#### [Work to be completed]
Convert each item below into a JSON list of strings, with one string per line and blank lines omitted.

START Exercise data

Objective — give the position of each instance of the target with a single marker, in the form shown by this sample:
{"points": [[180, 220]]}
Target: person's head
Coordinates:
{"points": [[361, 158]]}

END Exercise data

#### [Task answer]
[
  "Objective — give the position of each instance of the target with a single marker, in the form shown by this sample:",
  "{\"points\": [[180, 220]]}",
  "Target: person's head",
  "Coordinates:",
  "{\"points\": [[361, 158]]}"
]